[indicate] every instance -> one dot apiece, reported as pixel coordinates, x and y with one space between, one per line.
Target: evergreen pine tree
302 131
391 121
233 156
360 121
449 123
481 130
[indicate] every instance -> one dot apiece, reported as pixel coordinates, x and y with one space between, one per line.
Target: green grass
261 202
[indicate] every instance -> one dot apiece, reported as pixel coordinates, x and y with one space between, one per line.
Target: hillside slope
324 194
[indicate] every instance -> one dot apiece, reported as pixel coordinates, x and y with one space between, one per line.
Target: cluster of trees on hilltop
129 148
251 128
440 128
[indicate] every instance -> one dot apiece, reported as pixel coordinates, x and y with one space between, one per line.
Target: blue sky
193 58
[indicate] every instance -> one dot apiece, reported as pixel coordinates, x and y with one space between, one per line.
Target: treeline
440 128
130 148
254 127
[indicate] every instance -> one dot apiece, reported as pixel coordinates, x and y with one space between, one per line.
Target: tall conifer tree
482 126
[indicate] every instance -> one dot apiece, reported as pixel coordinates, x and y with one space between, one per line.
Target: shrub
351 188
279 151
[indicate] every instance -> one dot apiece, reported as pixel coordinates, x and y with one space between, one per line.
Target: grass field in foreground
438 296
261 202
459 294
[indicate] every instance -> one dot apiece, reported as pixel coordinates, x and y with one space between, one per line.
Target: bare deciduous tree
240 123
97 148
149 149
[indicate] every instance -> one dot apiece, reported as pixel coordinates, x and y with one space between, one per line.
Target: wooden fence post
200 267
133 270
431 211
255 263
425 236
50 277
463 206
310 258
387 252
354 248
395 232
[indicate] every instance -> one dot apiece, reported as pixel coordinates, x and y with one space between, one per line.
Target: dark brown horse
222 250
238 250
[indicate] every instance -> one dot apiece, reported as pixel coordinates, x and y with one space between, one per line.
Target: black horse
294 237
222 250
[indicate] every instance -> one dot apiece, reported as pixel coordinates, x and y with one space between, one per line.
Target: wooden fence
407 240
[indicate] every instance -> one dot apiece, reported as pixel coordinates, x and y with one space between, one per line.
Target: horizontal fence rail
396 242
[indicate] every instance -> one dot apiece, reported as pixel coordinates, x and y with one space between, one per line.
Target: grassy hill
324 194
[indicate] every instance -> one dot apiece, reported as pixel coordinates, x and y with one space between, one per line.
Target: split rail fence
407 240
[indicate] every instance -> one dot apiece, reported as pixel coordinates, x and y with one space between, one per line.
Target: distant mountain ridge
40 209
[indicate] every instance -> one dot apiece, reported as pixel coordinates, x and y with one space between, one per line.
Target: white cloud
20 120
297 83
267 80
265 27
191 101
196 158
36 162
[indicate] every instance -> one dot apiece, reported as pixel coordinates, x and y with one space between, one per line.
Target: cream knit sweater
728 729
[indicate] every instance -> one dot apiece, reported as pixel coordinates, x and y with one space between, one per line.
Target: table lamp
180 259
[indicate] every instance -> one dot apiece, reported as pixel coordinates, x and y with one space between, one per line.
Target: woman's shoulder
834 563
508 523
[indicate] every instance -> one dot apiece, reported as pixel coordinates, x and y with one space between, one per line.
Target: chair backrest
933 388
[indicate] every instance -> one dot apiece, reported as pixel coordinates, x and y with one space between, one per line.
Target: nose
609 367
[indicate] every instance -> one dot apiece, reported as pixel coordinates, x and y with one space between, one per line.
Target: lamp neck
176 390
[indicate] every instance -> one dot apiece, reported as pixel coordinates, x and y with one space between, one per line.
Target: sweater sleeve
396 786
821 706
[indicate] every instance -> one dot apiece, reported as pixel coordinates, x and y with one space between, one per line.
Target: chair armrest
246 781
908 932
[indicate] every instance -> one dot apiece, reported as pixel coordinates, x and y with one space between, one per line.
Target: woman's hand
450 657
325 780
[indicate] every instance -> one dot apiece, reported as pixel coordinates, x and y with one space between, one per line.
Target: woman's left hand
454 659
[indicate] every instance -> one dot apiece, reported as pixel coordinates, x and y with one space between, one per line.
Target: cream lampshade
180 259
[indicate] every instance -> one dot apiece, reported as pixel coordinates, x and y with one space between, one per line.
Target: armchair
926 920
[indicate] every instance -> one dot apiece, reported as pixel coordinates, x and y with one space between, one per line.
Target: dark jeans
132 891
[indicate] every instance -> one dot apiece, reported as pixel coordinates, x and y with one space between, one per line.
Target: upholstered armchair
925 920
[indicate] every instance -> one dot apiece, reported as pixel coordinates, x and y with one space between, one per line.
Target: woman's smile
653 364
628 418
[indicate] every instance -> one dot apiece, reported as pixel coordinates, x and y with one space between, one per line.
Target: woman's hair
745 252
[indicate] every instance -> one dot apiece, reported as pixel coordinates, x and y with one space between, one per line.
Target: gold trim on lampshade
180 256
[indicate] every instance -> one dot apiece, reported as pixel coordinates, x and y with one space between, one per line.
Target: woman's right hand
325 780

————

YOUR ASSIGNMENT ▸ Every record is to be repeated exactly as it stands above.

SOLUTION TO THE EXERCISE ▸
[indicate] every instance -> one dot apiece, reported as pixel coordinates, x and y with one space between, one per line.
Target: evergreen pine tree
302 131
391 121
233 156
360 121
449 123
481 130
[indicate] every instance -> one dot apiece, reported as pixel coordinates, x and y with one space between, one per line.
Target: green grass
261 202
[indicate] every instance -> one dot apiece, reported as pixel coordinates, x and y with one space between, one per line.
Target: hillside slope
324 194
[indicate] every instance -> one dot apiece, reported as pixel coordinates, x and y with one space between, one per line.
Target: cluster of trees on hilltop
129 148
251 128
440 128
[indicate] every instance -> one dot apiece, reported as pixel coordinates, x and y with one space between, one per line.
Target: blue sky
193 58
[indicate] every instance -> one dot apiece, reported as pixel coordinates, x and y with one space between, one per line.
Target: treeline
440 128
130 148
254 127
[indicate] every instance -> one dot apiece, reported as pixel coordinates, x and y with one space between, one per line.
Target: tall conifer tree
482 126
[indicate] every instance -> one dot apiece, reported as pixel coordinates, x and y with one space between, one per line.
Target: shrub
351 188
279 151
[indicate] every instance -> one dot apiece, reported as pixel coordinates, x and y with one space between, one per line.
Target: grass field in foreground
438 296
261 202
459 294
[indicate] every instance -> one dot apiece, reported as pixel coordinates, x and y with one space between, one per line.
Target: bare deciduous tree
240 123
97 148
149 149
[indicate] every instance -> one dot apiece, reported as pixel coordinates, x and y with one space between, one per line.
Target: wooden fence post
200 267
133 270
431 211
255 263
425 236
50 277
463 206
310 258
387 252
354 248
395 232
[indicate] every instance -> one dot apiece, reported as pixel coordinates, x and y with one space between, one per line.
Target: dark brown horse
222 250
238 250
[indicate] every instance -> one dot apiece, reported as pixel coordinates, x and y with one space between, one per line.
Target: black horse
294 237
222 250
[indicate] every instance -> one dot apiece, reported as pixel coordinates, x and y with one space between, one per line.
Target: wooden fence
407 240
[indicate] every instance -> one dot apiece, reported as pixel coordinates, x and y with one space between, one per line.
Target: horizontal fence rail
396 242
[indicate] every instance -> one dot apiece, reported as pixel coordinates, x and y with one space between, one per line.
Target: grassy hill
324 194
[indicate] every instance -> one dot apiece, reported as pixel coordinates, x and y with one space between, one per line.
Target: split rail fence
407 240
[indicate] every instance -> one dot apiece, reported as pixel coordinates, x and y with one space between, one per line.
Target: distant mountain ridge
40 209
[indicate] every instance -> one dot apiece, reported as pixel coordinates, x and y with one space between, one per line.
Target: white cloud
20 120
297 83
267 80
265 27
191 101
196 158
36 162
[indicate] every instance -> one dot apiece, reported as pixel coordinates, x and y with one space between, one per line.
Target: cream knit sweater
728 729
[indicate] every instance -> one dot apiece, reported as pixel coordinates, x and y with one space between, one per line.
Target: table lamp
180 259
[indicate] every instance -> one dot apiece, reported as pixel coordinates, x and y with one space between, one per line.
Target: woman's shoulder
834 563
508 523
[indicate] every instance -> one dot apiece, reported as pixel coordinates, x and y with one space between, one per line.
Target: chair backrest
933 388
[indicate] every instance -> one dot apiece, reported as pixel coordinates, x and y with one space between, one per line.
Target: nose
609 367
[indicate] every instance -> one dot apiece, reported as pixel coordinates, x and y with one space between, one per line.
Target: lamp neck
176 390
[indicate] every instance -> one dot apiece, reported as pixel coordinates, x and y with one space between, one per line.
Target: sweater sleeve
396 786
821 706
[indicate] every instance -> one dot apiece, reported as pixel coordinates, x and y with one space between, one per line.
Target: chair armrest
246 781
908 932
[indicate] every instance -> one dot apiece, reported as pixel coordinates, x and y with one space between, one per line.
Target: woman's hand
450 657
325 780
[indicate] every instance -> one dot apiece, reported as pixel coordinates, x and y with one space between, one per line.
Target: woman's left hand
454 659
[indicate] every instance -> one dot apiece, reported as pixel coordinates, x and y with one space between, one per line.
Target: cream lampshade
180 259
[indicate] every instance -> one dot apiece, reported as pixel coordinates, x and y with one space between, one per line.
Target: armchair
926 920
[indicate] every instance -> one dot apiece, reported as pixel coordinates, x and y with one space between, one per line.
Target: dark jeans
132 891
[indicate] every instance -> one dot apiece, reported as pixel coordinates, x and y with one space between, one per line.
Target: upholstered armchair
925 920
[indicate] every instance -> one dot apiece, reported as pixel coordinates, x and y with one space between, one per line.
Target: woman's smile
653 364
628 418
[indicate] every instance -> one dot apiece, reported as pixel coordinates, x and y with one space between, one per line.
Target: woman's hair
745 252
[indicate] every instance -> one dot apiece, reported as pixel coordinates, x and y with one space between, one per line.
Target: gold trim on lampshade
180 256
[indicate] every instance -> one dot apiece, reported as pixel coordinates, x and y with one space between, one per line.
Target: woman's right hand
325 780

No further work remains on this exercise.